TASK OBJECTIVE: Your task is to print the material below exactly as presented.

##### RECORDED INFORMATION

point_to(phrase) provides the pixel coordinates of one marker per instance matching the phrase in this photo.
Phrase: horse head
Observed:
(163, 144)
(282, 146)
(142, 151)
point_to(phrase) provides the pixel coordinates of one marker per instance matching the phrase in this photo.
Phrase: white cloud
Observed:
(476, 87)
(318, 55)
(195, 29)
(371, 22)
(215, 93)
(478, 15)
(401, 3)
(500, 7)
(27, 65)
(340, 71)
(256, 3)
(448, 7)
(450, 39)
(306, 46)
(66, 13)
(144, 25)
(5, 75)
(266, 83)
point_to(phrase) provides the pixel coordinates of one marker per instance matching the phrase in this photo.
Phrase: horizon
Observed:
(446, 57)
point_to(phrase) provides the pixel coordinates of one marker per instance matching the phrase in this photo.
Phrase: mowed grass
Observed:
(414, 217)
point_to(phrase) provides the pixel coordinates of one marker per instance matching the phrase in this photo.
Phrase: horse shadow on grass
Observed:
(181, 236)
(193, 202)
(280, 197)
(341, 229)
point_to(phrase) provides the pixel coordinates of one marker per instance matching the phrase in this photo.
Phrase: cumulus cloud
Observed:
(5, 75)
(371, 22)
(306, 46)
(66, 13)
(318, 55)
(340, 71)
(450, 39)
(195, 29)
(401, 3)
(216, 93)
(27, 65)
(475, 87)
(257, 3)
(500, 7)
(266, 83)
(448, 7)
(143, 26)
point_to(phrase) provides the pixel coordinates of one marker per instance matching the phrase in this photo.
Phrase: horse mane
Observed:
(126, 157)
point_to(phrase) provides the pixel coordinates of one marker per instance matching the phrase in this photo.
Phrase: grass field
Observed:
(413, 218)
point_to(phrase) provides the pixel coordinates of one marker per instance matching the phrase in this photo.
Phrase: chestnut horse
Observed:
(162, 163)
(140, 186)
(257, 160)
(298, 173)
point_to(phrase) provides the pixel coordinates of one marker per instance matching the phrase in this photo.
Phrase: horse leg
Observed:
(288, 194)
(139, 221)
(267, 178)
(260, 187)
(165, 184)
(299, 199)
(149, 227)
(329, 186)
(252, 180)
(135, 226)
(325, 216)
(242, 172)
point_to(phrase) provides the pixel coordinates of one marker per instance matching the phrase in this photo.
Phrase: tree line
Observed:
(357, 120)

##########

WORKED SOLUTION:
point_to(phrase) provides the pixel coordinates of one marker per instance matching the phrase in this photo.
Phrase: horse head
Observed:
(163, 144)
(282, 146)
(142, 151)
point_to(phrase) provides the pixel coordinates of one marker per instance matching the phrase in this photo.
Phrase: white cloud
Observed:
(476, 87)
(318, 55)
(195, 29)
(371, 22)
(215, 93)
(478, 15)
(401, 3)
(500, 7)
(27, 65)
(340, 71)
(256, 3)
(448, 7)
(450, 39)
(306, 46)
(66, 13)
(144, 25)
(5, 75)
(266, 83)
point_to(phrase) provides the pixel coordinates of one marker per instance matching the phrase in this photo.
Phrase: horizon
Observed:
(446, 57)
point_to(phrase) provides the pixel coordinates of one marker per instance matching the phrase in this photo.
Phrase: mowed grass
Observed:
(414, 217)
point_to(phrase) provides the pixel coordinates of one marker per instance matching the phrase in this photo.
Phrase: horse shadow on grass
Observed:
(181, 236)
(193, 202)
(280, 197)
(341, 229)
point_to(phrase) provides the pixel coordinates of one marker per instance matching the phrase in this photo.
Phrase: cumulus cloud
Observed:
(5, 75)
(371, 22)
(306, 46)
(66, 13)
(318, 55)
(340, 71)
(450, 39)
(195, 29)
(401, 3)
(216, 93)
(27, 65)
(475, 87)
(257, 3)
(500, 7)
(266, 83)
(448, 7)
(143, 26)
point_to(phrase) provides the pixel coordinates of one marker per instance matching the phrase in this photo.
Phrase: horse mane
Observed:
(126, 157)
point_to(phrase) provides the pixel coordinates of one marker per instance matching the phrase in this photo.
Phrase: grass field
Observed:
(413, 218)
point_to(phrase) provides the pixel coordinates of one marker per instance matching the phrase in this photo.
Phrase: chestnut horse
Observed:
(162, 163)
(140, 186)
(257, 160)
(298, 173)
point_to(phrase) provides the pixel coordinates of one marker per instance matching the phrase in this photo.
Phrase: horse leg
Observed:
(288, 194)
(139, 221)
(267, 178)
(260, 187)
(165, 184)
(299, 199)
(149, 227)
(329, 186)
(252, 180)
(135, 226)
(325, 216)
(242, 172)
point_to(phrase) provides the pixel coordinates of one marker per instance matching the phrase in this photo.
Phrase: tree line
Observed:
(357, 120)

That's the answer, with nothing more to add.